Task data —
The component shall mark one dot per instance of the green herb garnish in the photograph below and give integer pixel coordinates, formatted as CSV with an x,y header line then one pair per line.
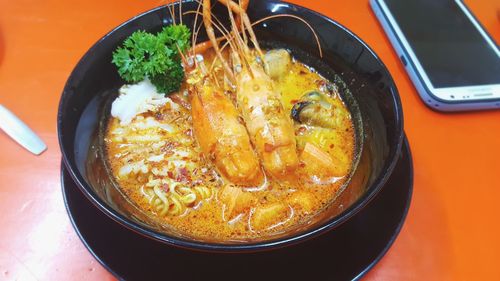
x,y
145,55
---
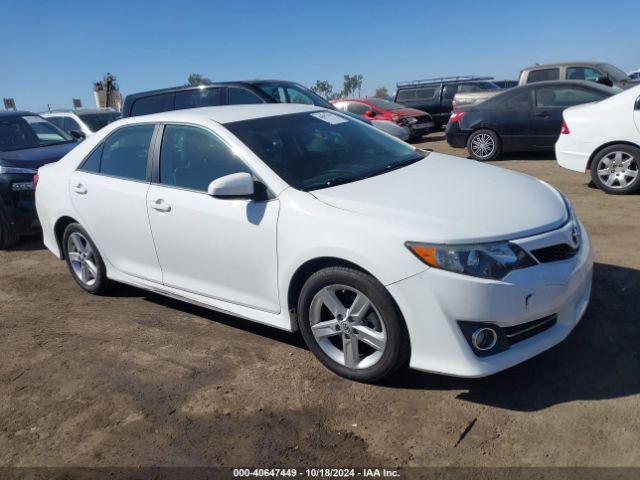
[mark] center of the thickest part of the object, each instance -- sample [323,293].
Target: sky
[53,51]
==
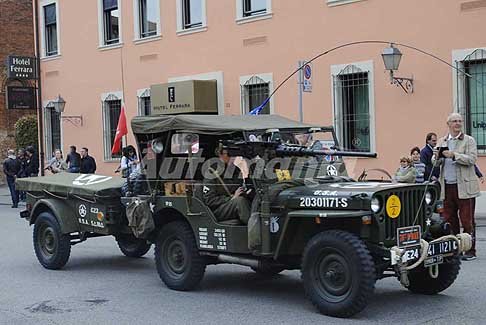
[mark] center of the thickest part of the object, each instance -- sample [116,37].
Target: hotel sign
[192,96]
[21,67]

Required action —
Every line of the material that includes the word "center" needs to be copied.

Exercise response —
[mark] center of the thickest part of the object, each instance -- sample [323,293].
[mark] center of the thickest part of the object, each instance -- sample [116,37].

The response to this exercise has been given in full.